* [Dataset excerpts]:
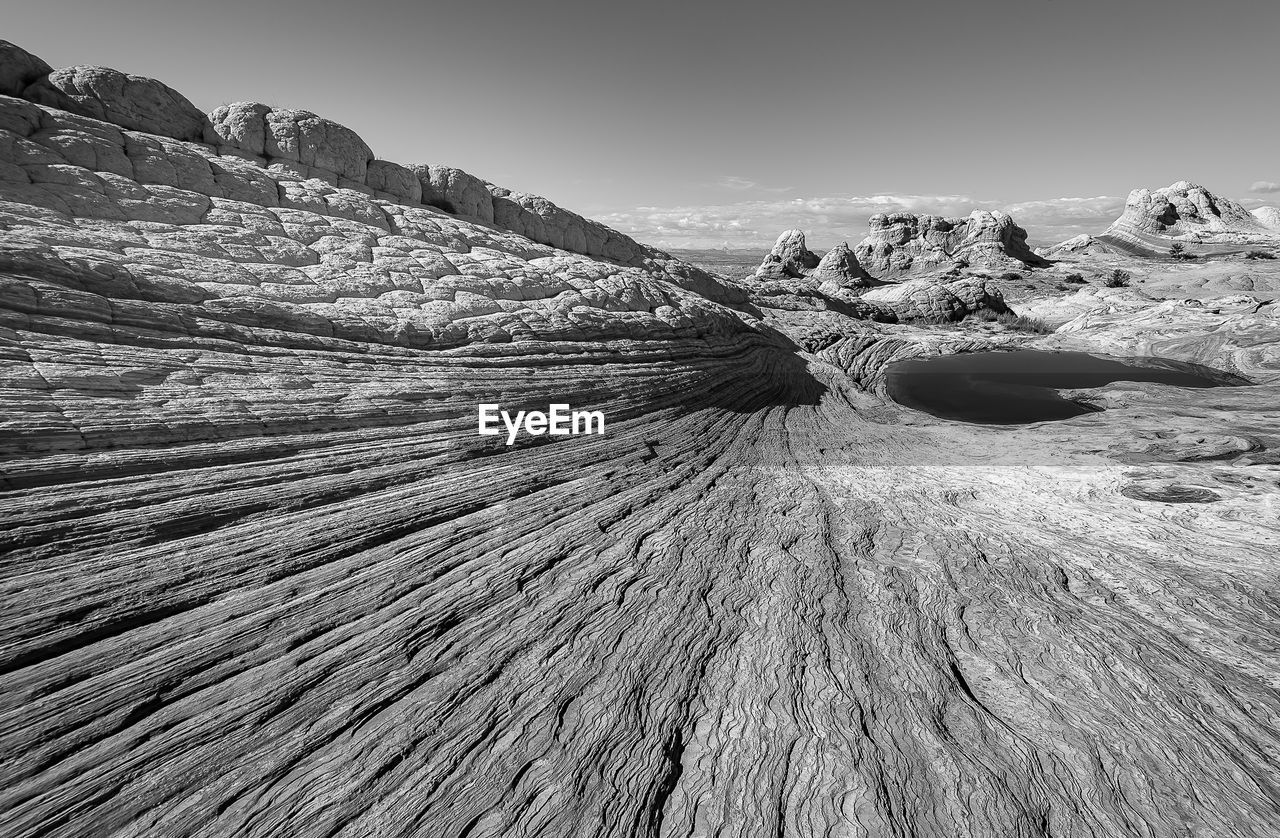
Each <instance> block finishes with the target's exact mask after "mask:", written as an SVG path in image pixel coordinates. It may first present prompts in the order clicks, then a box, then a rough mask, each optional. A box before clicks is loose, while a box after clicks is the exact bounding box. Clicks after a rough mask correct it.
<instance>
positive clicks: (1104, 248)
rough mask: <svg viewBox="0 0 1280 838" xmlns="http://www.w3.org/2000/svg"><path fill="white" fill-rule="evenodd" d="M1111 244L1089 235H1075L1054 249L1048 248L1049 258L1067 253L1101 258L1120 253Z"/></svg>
mask: <svg viewBox="0 0 1280 838" xmlns="http://www.w3.org/2000/svg"><path fill="white" fill-rule="evenodd" d="M1120 252H1123V251H1119V249H1117V248H1115V247H1114V246H1111V244H1107V243H1106V242H1103V241H1102V239H1098V238H1096V237H1093V235H1089V234H1088V233H1082V234H1080V235H1073V237H1071V238H1069V239H1066V241H1062V242H1059V243H1057V244H1055V246H1053V247H1051V248H1048V251H1047V252H1046V255H1047V256H1062V255H1066V253H1073V255H1076V256H1101V255H1110V253H1120Z"/></svg>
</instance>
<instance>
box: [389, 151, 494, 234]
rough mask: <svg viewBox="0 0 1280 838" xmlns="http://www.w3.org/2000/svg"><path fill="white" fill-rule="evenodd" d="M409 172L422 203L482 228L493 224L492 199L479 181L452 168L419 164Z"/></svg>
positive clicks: (472, 176) (478, 178) (465, 174)
mask: <svg viewBox="0 0 1280 838" xmlns="http://www.w3.org/2000/svg"><path fill="white" fill-rule="evenodd" d="M410 169H411V170H412V171H413V174H415V175H417V179H419V184H420V186H421V188H422V203H426V205H430V206H434V207H438V209H440V210H444V211H445V212H452V214H454V215H461V216H463V217H467V219H471V220H475V221H483V223H484V224H493V223H494V217H493V196H492V194H490V193H489V184H486V183H485V182H484V180H481V179H480V178H477V177H475V175H472V174H467V173H466V171H463V170H462V169H454V168H453V166H431V165H426V164H419V165H415V166H410ZM499 226H500V225H499Z"/></svg>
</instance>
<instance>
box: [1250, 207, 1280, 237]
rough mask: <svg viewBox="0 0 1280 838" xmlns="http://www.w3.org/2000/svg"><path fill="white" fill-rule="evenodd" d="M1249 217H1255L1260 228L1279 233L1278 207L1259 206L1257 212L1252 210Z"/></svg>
mask: <svg viewBox="0 0 1280 838" xmlns="http://www.w3.org/2000/svg"><path fill="white" fill-rule="evenodd" d="M1251 215H1252V216H1253V217H1256V219H1257V220H1258V221H1260V223H1261V224H1262V226H1266V228H1268V229H1272V230H1275V232H1276V233H1280V207H1275V206H1260V207H1258V209H1257V210H1253V212H1251Z"/></svg>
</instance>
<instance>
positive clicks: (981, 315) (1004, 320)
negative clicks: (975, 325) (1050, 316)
mask: <svg viewBox="0 0 1280 838" xmlns="http://www.w3.org/2000/svg"><path fill="white" fill-rule="evenodd" d="M968 319H970V320H977V321H978V322H998V324H1000V325H1002V326H1004V328H1005V329H1009V330H1011V331H1030V333H1033V334H1038V335H1047V334H1052V333H1053V331H1056V330H1055V329H1053V326H1050V325H1048V324H1047V322H1044V321H1043V320H1037V319H1034V317H1025V316H1023V315H1015V313H1014V312H1011V311H992V310H991V308H979V310H978V311H975V312H973V313H972V315H969V317H968Z"/></svg>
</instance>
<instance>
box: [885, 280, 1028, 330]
mask: <svg viewBox="0 0 1280 838" xmlns="http://www.w3.org/2000/svg"><path fill="white" fill-rule="evenodd" d="M861 298H863V301H865V302H869V303H873V304H877V306H882V307H884V308H888V310H891V311H892V312H893V313H895V315H896V317H897V319H899V320H900V321H911V320H924V321H956V320H963V319H964V317H965V316H966V315H972V313H974V312H977V311H982V310H991V311H996V312H1004V311H1009V306H1007V304H1006V303H1005V298H1004V296H1002V294H1001V293H1000V289H998V288H996V287H995V284H993V283H991V281H989V280H986V279H982V278H977V276H974V278H968V279H959V280H955V281H951V283H940V281H936V280H932V279H915V280H911V281H906V283H897V284H892V285H884V287H883V288H873V289H872V290H868V292H867V293H864V294H863V297H861Z"/></svg>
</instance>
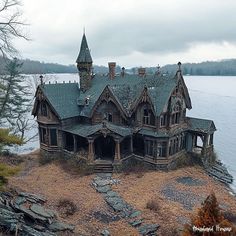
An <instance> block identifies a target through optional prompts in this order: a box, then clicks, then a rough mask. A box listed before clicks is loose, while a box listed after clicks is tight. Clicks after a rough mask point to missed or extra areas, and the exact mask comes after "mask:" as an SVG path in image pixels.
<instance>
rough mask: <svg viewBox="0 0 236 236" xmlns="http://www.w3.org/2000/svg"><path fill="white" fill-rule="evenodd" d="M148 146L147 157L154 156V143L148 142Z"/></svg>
mask: <svg viewBox="0 0 236 236" xmlns="http://www.w3.org/2000/svg"><path fill="white" fill-rule="evenodd" d="M146 145H147V155H149V156H154V141H152V140H148V141H147V142H146Z"/></svg>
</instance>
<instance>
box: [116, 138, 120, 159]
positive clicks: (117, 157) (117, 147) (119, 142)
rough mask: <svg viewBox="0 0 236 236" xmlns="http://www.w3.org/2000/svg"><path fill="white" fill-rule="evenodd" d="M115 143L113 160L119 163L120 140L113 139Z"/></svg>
mask: <svg viewBox="0 0 236 236" xmlns="http://www.w3.org/2000/svg"><path fill="white" fill-rule="evenodd" d="M115 142H116V150H115V160H117V161H119V160H120V140H119V139H115Z"/></svg>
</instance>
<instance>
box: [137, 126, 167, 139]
mask: <svg viewBox="0 0 236 236" xmlns="http://www.w3.org/2000/svg"><path fill="white" fill-rule="evenodd" d="M137 133H138V134H142V135H145V136H146V135H147V136H151V137H155V138H167V137H169V135H168V134H167V133H164V132H156V131H153V130H150V129H146V128H141V129H140V130H139V131H138V132H137Z"/></svg>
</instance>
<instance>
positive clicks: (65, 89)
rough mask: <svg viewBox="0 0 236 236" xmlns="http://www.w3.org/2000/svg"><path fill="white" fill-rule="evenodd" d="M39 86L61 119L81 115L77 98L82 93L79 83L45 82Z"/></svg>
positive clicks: (58, 115) (39, 87)
mask: <svg viewBox="0 0 236 236" xmlns="http://www.w3.org/2000/svg"><path fill="white" fill-rule="evenodd" d="M39 88H40V89H41V90H42V92H43V94H44V95H45V96H46V98H47V100H48V102H49V104H51V106H52V108H53V109H54V111H55V112H56V113H57V115H58V116H59V118H60V119H66V118H70V117H75V116H79V114H80V108H79V106H78V105H77V99H78V97H79V95H80V91H79V87H78V83H57V84H44V85H40V86H39Z"/></svg>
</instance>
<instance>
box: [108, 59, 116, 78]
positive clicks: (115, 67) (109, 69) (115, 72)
mask: <svg viewBox="0 0 236 236" xmlns="http://www.w3.org/2000/svg"><path fill="white" fill-rule="evenodd" d="M108 67H109V78H110V79H114V78H115V75H116V63H115V62H108Z"/></svg>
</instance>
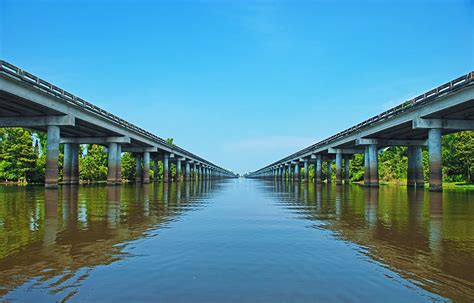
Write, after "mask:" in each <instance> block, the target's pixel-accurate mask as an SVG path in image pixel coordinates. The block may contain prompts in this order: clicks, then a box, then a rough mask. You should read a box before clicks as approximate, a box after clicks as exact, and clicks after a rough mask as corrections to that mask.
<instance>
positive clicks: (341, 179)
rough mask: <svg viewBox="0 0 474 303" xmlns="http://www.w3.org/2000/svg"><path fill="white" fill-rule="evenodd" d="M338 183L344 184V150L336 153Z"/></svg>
mask: <svg viewBox="0 0 474 303" xmlns="http://www.w3.org/2000/svg"><path fill="white" fill-rule="evenodd" d="M336 185H342V152H341V151H337V153H336Z"/></svg>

* [WHAT TO PRODUCE]: Each record above must be retyped exactly as given, with the images excluded.

* [COMPLETED TASK]:
Each <instance> block finishes with the target's exact mask after "mask:", written as an SVG path in image pixel coordinates. It may first present prompts in the order clicks, then a box, then a rough mask, each optional. A box before clicks is loose, while a box after clicks is the exact bounding box. Clicks after a rough mask correct it.
<instance>
positive clicks: (1104, 248)
rough mask: <svg viewBox="0 0 1280 838" xmlns="http://www.w3.org/2000/svg"><path fill="white" fill-rule="evenodd" d="M1111 244L1089 235H1075L1054 249L1048 248L1049 258L1067 253L1101 258L1120 253Z"/></svg>
mask: <svg viewBox="0 0 1280 838" xmlns="http://www.w3.org/2000/svg"><path fill="white" fill-rule="evenodd" d="M1120 252H1123V251H1119V249H1117V248H1115V247H1114V246H1111V244H1107V243H1106V242H1103V241H1102V239H1098V238H1096V237H1093V235H1089V234H1088V233H1082V234H1080V235H1073V237H1071V238H1069V239H1066V241H1062V242H1059V243H1057V244H1055V246H1053V247H1051V248H1048V251H1047V252H1046V255H1047V256H1062V255H1066V253H1073V255H1076V256H1101V255H1110V253H1120Z"/></svg>
</instance>
<instance>
box: [389, 151, 494, 234]
rough mask: <svg viewBox="0 0 1280 838" xmlns="http://www.w3.org/2000/svg"><path fill="white" fill-rule="evenodd" d="M409 172L422 203L482 228L493 224L492 199L479 181L452 168L419 164Z"/></svg>
positive clicks: (472, 176) (478, 178) (465, 174)
mask: <svg viewBox="0 0 1280 838" xmlns="http://www.w3.org/2000/svg"><path fill="white" fill-rule="evenodd" d="M410 169H411V170H412V171H413V174H415V175H417V179H419V184H420V186H421V188H422V203H426V205H430V206H434V207H438V209H440V210H444V211H445V212H452V214H454V215H461V216H463V217H467V219H471V220H475V221H483V223H484V224H493V223H494V217H493V196H492V194H490V193H489V184H486V183H485V182H484V180H481V179H480V178H477V177H475V175H472V174H467V173H466V171H463V170H462V169H454V168H453V166H431V165H426V164H419V165H415V166H410ZM499 226H500V225H499Z"/></svg>
</instance>
<instance>
box: [1250, 207, 1280, 237]
rough mask: <svg viewBox="0 0 1280 838" xmlns="http://www.w3.org/2000/svg"><path fill="white" fill-rule="evenodd" d="M1249 217H1255L1260 228L1279 233L1278 207L1259 206L1257 212L1252 210Z"/></svg>
mask: <svg viewBox="0 0 1280 838" xmlns="http://www.w3.org/2000/svg"><path fill="white" fill-rule="evenodd" d="M1251 215H1252V216H1253V217H1256V219H1257V220H1258V221H1260V223H1261V224H1262V226H1266V228H1268V229H1272V230H1275V232H1276V233H1280V207H1275V206H1260V207H1258V209H1257V210H1253V212H1251Z"/></svg>
</instance>
<instance>
positive clicks: (981, 315) (1004, 320)
negative clicks: (975, 325) (1050, 316)
mask: <svg viewBox="0 0 1280 838" xmlns="http://www.w3.org/2000/svg"><path fill="white" fill-rule="evenodd" d="M968 319H970V320H977V321H978V322H998V324H1000V325H1002V326H1004V328H1005V329H1009V330H1011V331H1030V333H1033V334H1038V335H1047V334H1052V333H1053V331H1056V330H1055V329H1053V326H1050V325H1048V324H1047V322H1044V321H1043V320H1037V319H1034V317H1025V316H1023V315H1015V313H1014V312H1011V311H992V310H991V308H979V310H978V311H975V312H973V313H972V315H969V317H968Z"/></svg>
</instance>
<instance>
box: [885, 280, 1028, 330]
mask: <svg viewBox="0 0 1280 838" xmlns="http://www.w3.org/2000/svg"><path fill="white" fill-rule="evenodd" d="M861 298H863V301H865V302H869V303H873V304H877V306H882V307H884V308H888V310H891V311H892V312H893V313H895V315H896V317H897V319H899V320H900V321H911V320H924V321H956V320H963V319H964V317H965V316H966V315H972V313H974V312H977V311H982V310H991V311H996V312H1004V311H1009V306H1007V304H1006V303H1005V298H1004V296H1002V294H1001V293H1000V289H998V288H996V287H995V284H993V283H991V281H989V280H986V279H982V278H977V276H974V278H968V279H959V280H955V281H951V283H940V281H936V280H932V279H915V280H911V281H906V283H897V284H892V285H884V287H883V288H873V289H872V290H868V292H867V293H864V294H863V297H861Z"/></svg>
</instance>
An <instance> block identifies a target through optional prompts in this order: a box, then clicks, then a rough mask. A box listed before clicks is loose, while a box listed after clicks is tight. Clicks after a rough mask point to missed or extra areas, and the exact mask comes after "mask:" as an SVG path in image pixels.
<instance>
rough mask: <svg viewBox="0 0 236 236" xmlns="http://www.w3.org/2000/svg"><path fill="white" fill-rule="evenodd" d="M148 146L147 157L154 156V143L148 142Z"/></svg>
mask: <svg viewBox="0 0 236 236" xmlns="http://www.w3.org/2000/svg"><path fill="white" fill-rule="evenodd" d="M146 145H147V155H149V156H154V141H152V140H148V141H147V142H146Z"/></svg>
</instance>
<instance>
box: [116, 138, 120, 159]
positive clicks: (117, 157) (117, 147) (119, 142)
rough mask: <svg viewBox="0 0 236 236" xmlns="http://www.w3.org/2000/svg"><path fill="white" fill-rule="evenodd" d="M115 143L113 160L119 163L120 140L113 139Z"/></svg>
mask: <svg viewBox="0 0 236 236" xmlns="http://www.w3.org/2000/svg"><path fill="white" fill-rule="evenodd" d="M115 142H116V150H115V160H117V161H119V160H120V140H119V139H115Z"/></svg>
</instance>
<instance>
box: [137, 126, 167, 139]
mask: <svg viewBox="0 0 236 236" xmlns="http://www.w3.org/2000/svg"><path fill="white" fill-rule="evenodd" d="M137 133H138V134H142V135H145V136H146V135H147V136H151V137H155V138H167V137H169V135H168V134H167V133H164V132H156V131H153V130H150V129H146V128H141V129H140V130H139V131H138V132H137Z"/></svg>
</instance>
<instance>
positive clicks: (65, 89)
rough mask: <svg viewBox="0 0 236 236" xmlns="http://www.w3.org/2000/svg"><path fill="white" fill-rule="evenodd" d="M39 86L61 119L81 115L77 98L82 93L79 83L45 82Z"/></svg>
positive clicks: (58, 115) (39, 87)
mask: <svg viewBox="0 0 236 236" xmlns="http://www.w3.org/2000/svg"><path fill="white" fill-rule="evenodd" d="M39 88H40V89H41V90H42V92H43V94H44V95H45V96H46V98H47V100H48V102H49V104H51V106H52V108H53V109H54V111H55V112H56V113H57V115H58V116H59V118H60V119H66V118H70V117H75V116H79V114H80V108H79V106H78V105H77V99H78V97H79V95H80V91H79V87H78V83H57V84H44V85H40V86H39Z"/></svg>
</instance>
<instance>
box: [108, 59, 116, 78]
positive clicks: (115, 67) (109, 69) (115, 72)
mask: <svg viewBox="0 0 236 236" xmlns="http://www.w3.org/2000/svg"><path fill="white" fill-rule="evenodd" d="M108 67H109V78H110V79H114V78H115V75H116V63H115V62H108Z"/></svg>
</instance>
Write, after "mask:" in each <instance> block, the target's pixel-accurate mask as an SVG path in image pixel coordinates. The block may contain prompts in this order: clicks, then a box, then a rough mask. You should read a box before clicks as approximate, a box after clicks as exact, and clicks after a rough mask as corrections to that mask.
<instance>
positive clicks: (341, 179)
rough mask: <svg viewBox="0 0 474 303" xmlns="http://www.w3.org/2000/svg"><path fill="white" fill-rule="evenodd" d="M338 183L344 184V150L336 153Z"/></svg>
mask: <svg viewBox="0 0 474 303" xmlns="http://www.w3.org/2000/svg"><path fill="white" fill-rule="evenodd" d="M336 185H342V152H341V151H337V153H336Z"/></svg>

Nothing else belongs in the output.